··· Record excerpts

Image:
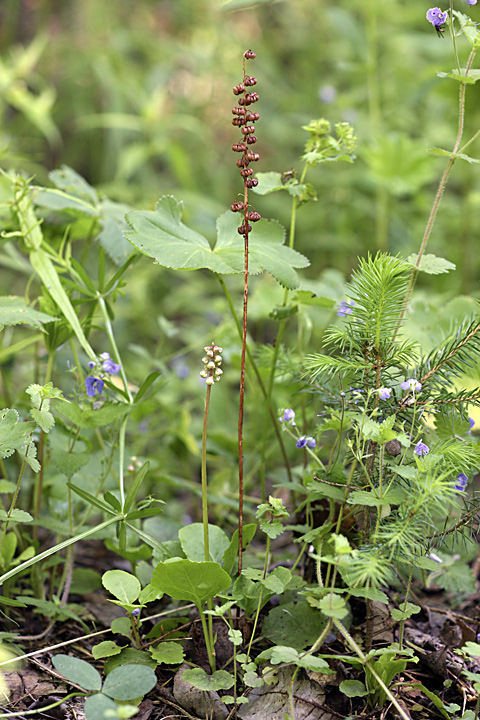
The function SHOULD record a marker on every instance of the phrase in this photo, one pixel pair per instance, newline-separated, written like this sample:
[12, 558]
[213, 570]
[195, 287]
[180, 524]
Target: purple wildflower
[306, 440]
[462, 481]
[93, 385]
[421, 448]
[436, 17]
[288, 416]
[345, 308]
[411, 384]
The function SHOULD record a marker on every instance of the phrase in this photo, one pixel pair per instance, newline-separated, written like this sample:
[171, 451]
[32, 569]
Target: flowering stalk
[244, 119]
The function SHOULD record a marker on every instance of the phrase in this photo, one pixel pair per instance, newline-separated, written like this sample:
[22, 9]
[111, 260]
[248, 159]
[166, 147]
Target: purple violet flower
[436, 17]
[421, 449]
[345, 308]
[411, 384]
[288, 416]
[93, 385]
[306, 440]
[462, 481]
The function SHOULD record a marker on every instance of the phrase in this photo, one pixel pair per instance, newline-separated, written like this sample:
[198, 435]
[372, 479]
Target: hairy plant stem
[438, 196]
[261, 385]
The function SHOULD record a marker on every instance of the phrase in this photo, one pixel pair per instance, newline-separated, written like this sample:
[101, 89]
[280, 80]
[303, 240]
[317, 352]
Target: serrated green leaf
[161, 235]
[15, 311]
[431, 264]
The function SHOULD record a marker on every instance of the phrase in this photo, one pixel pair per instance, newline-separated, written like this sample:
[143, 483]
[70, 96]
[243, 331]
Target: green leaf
[219, 680]
[403, 614]
[353, 688]
[194, 582]
[128, 682]
[161, 235]
[107, 648]
[68, 463]
[332, 605]
[43, 418]
[192, 541]
[15, 311]
[124, 586]
[16, 516]
[100, 707]
[431, 264]
[296, 621]
[78, 671]
[230, 556]
[168, 653]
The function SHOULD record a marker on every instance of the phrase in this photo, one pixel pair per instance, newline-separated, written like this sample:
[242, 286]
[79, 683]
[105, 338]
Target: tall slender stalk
[242, 119]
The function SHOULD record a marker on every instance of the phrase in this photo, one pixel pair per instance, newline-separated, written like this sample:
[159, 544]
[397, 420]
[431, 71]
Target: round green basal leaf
[194, 582]
[78, 671]
[168, 653]
[96, 707]
[219, 680]
[124, 586]
[128, 682]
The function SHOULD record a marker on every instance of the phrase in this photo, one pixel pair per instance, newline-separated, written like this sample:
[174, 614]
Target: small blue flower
[421, 449]
[306, 440]
[462, 482]
[110, 367]
[411, 384]
[288, 416]
[93, 385]
[345, 308]
[436, 17]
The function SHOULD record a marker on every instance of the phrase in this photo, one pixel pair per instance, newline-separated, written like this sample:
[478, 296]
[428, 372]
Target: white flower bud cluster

······

The problem:
Each record above should be duplicated word for word, with no pictures included.

Problem solution:
Image:
The function SHOULD record a marker on every instance of the phrase in this photo, one pixel pair per instance, newline-separated, written like this sample:
[12, 558]
[213, 570]
[195, 287]
[180, 524]
Target: purple wildflower
[306, 440]
[462, 481]
[93, 385]
[421, 448]
[436, 17]
[288, 416]
[345, 308]
[411, 384]
The function SHOULD record a marker on every instance of the phrase in this photo, one pixel pair per instance, newline-separated, written like this sample:
[171, 451]
[32, 569]
Target: flowering stalk
[244, 119]
The function SHOULD record a marker on every instance of the phrase in this photo, one pixel pair per instance, newline-separated, written like this sample:
[22, 9]
[111, 260]
[248, 159]
[166, 147]
Target: purple violet flower
[436, 17]
[421, 449]
[345, 308]
[411, 384]
[288, 416]
[93, 385]
[306, 440]
[462, 481]
The function SHOULD record a marker on every instance of the phrase in this photo, one pixel pair per instance, newline-separated, written like this sample:
[198, 435]
[372, 479]
Target: hairy plant stem
[438, 196]
[261, 385]
The function SHOULD record a marker on every instance of the phrase in this photo, one pixel pair per instance, newline-separated, written like this sample:
[101, 89]
[280, 80]
[303, 240]
[317, 352]
Target: serrated green leaf
[161, 235]
[15, 311]
[431, 264]
The function SHOULD record a marker on every instance of the phrase in this photo, one pixel pair per instance, newline-separated, written like this sample:
[143, 483]
[70, 96]
[243, 331]
Target: green leaf
[219, 680]
[403, 614]
[353, 688]
[194, 582]
[128, 682]
[161, 235]
[107, 648]
[68, 463]
[332, 605]
[43, 418]
[192, 541]
[15, 311]
[124, 586]
[16, 516]
[100, 707]
[431, 264]
[296, 621]
[78, 671]
[230, 556]
[168, 653]
The function SHOULD record a marker on every instance of the phrase in this photo, one pixel pair per instance, newline-separated, written like this sample:
[242, 286]
[79, 683]
[105, 338]
Target: tall slender stalk
[242, 119]
The function SHOULD record a marker on every instance of the phrase in this photo, one pixel pair per instance, newline-separated, written like this sample:
[159, 544]
[397, 420]
[431, 71]
Target: round green basal leaf
[194, 582]
[78, 671]
[168, 653]
[96, 707]
[219, 680]
[124, 586]
[128, 682]
The function SHOULD record a marker on every instance of the phrase in this photo, one pixel pair per instance, newline-separated, written like this sample:
[174, 614]
Target: small blue flower
[421, 449]
[306, 440]
[462, 482]
[110, 367]
[411, 384]
[288, 416]
[93, 385]
[345, 308]
[436, 17]
The function SHOULD record a marker on every instance of the phrase in this photo, one pixel pair per instance, newline-separated, written like this sample:
[478, 296]
[428, 372]
Target: white flower bud cluster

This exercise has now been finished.